- _WHAT IS EXPECTED_: Put all of the data below into a two-column CSV with the header input,output, giving one row for each text and its answer. Quote every field and turn any line breaks inside a field into spaces.

- _ENTRIES_:
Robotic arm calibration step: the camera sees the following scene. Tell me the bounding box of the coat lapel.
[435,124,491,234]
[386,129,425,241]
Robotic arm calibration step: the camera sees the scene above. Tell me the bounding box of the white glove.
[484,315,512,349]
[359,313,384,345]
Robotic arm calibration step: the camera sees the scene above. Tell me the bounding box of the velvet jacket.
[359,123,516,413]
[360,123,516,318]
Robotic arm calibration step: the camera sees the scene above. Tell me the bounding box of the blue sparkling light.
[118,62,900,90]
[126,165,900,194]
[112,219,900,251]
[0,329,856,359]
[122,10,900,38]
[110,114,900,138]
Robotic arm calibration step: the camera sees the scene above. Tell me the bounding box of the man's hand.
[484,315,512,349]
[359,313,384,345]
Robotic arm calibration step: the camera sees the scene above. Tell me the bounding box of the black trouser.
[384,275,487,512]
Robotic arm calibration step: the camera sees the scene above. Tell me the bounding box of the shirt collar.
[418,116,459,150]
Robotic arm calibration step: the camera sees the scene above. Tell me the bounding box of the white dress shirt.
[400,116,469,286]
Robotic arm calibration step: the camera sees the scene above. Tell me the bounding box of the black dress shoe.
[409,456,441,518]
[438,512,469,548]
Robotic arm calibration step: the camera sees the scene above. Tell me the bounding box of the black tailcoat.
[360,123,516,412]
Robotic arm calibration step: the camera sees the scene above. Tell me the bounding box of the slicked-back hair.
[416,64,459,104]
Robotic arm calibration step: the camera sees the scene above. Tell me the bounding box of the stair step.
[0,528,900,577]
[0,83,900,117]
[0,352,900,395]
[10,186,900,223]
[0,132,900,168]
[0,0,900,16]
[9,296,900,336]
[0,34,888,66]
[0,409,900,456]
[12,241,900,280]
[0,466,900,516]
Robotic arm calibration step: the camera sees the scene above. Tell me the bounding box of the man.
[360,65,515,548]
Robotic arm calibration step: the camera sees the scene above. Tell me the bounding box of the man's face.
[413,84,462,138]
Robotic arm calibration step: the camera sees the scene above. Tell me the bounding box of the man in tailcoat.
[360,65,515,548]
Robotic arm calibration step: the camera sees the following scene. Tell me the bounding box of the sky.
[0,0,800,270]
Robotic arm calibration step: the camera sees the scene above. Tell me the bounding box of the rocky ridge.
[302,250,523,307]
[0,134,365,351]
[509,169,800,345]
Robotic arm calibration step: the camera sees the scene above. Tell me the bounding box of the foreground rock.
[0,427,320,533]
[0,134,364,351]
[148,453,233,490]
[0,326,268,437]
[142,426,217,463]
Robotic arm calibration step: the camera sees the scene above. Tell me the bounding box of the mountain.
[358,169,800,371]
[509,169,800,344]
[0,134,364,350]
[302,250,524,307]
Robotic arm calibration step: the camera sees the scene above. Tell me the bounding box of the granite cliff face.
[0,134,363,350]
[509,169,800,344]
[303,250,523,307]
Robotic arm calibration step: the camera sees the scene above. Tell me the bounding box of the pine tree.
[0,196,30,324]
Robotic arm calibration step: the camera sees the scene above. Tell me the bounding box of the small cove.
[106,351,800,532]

- _WRITTEN RESPONSE_:
input,output
"Robotic arm calibration step: the camera sees the following scene. Tell me the bounding box of the coat lapel.","[435,124,491,234] [386,129,425,241]"
"Robotic arm calibration step: the camera sees the scene above. Tell me the bounding box of the white glove.","[484,315,512,349] [359,313,384,345]"
"Robotic arm calibration step: the camera sees the scene above. Tell me the bounding box of the velvet jacket.","[359,123,516,413] [360,123,516,318]"
"Robotic arm calibration step: the camera sees the scene above. Tell me the bounding box of the blue sparkling light.","[118,62,900,90] [126,165,900,194] [112,219,900,251] [0,329,856,359] [122,10,900,38] [110,114,900,138]"
"Robotic arm calibration step: the camera sees the scene above. Tell me the bounding box of the man's hand.","[484,315,512,349] [359,313,384,345]"
"Robotic arm calibration step: the camera sees the scene above. Tell me the bounding box of the black trouser.","[384,275,487,512]"
"Robotic arm calibration step: the camera sees the scene above. Tell me the bounding box of the shirt collar.","[418,116,459,150]"
"Robotic arm calibration step: the camera sees the scene above. Tell me the bounding box of the white dress shirt.","[400,116,469,286]"
"Robotic arm calibration step: the camera sees the scene above. Tell me the bounding box of the black dress shoe.","[409,456,441,518] [438,512,469,548]"
"Robotic arm calibration step: the camera sees the scene above. Tell me the bounding box of the black tailcoat.","[360,123,516,412]"
"Robotic arm calibration step: the camera sees the scene above. Tell me the bounding box of the slicked-back hair.","[416,64,459,104]"
"Robotic arm calibration step: the camera sees the scene above. Tell me the bounding box of the stair step.","[0,528,900,577] [0,83,900,117] [0,352,900,395] [10,186,900,223] [0,132,900,168] [0,0,900,16] [9,296,900,336] [0,34,888,66] [0,409,900,456] [12,241,900,280] [0,466,900,516]"
"Robotic arm calibration step: the camera sees the scene above. Tell me the bounding box of the man.","[360,65,515,548]"
"Robotic arm calibration step: the camera sees the scene above. Tell me the bounding box of the man's face.","[413,84,462,138]"
"Robotic arm calibration step: the camera sees the scene above. Tell me the bounding box of the man in tailcoat.","[360,65,515,548]"
"Robotic arm calibration step: the camera sees the following scene. Tell me the bounding box of the sky.","[0,0,800,270]"
"Robotic arm calibration step: the camera sees the scene above. Tell me the bounding box of the rocky ridge.","[302,250,523,307] [0,134,365,351] [509,169,800,345]"
"Robotic arm calibration step: the camera sees the scene above. Tell me the bounding box of the foreground rock.","[0,427,320,533] [0,134,364,351] [148,453,233,490] [0,326,268,437] [142,426,217,463]"
"Robotic arm calibration step: the camera sees the scene above. Tell me the bounding box of the mountain.","[358,169,800,371] [509,169,800,344] [0,134,364,350] [302,250,524,307]"
"Robotic arm calibration step: the camera sees the scene above. Tell me the bounding box of the granite cliff face.","[0,134,363,350] [509,169,800,344] [303,250,523,307]"
"Robotic arm calibration step: the camera sees the scene above. Tell me the bounding box of the pine tree.","[0,196,30,324]"
"Robotic arm calibration step: the camera sees the scene above. Tell me the bounding box of the small cove.","[106,351,800,532]"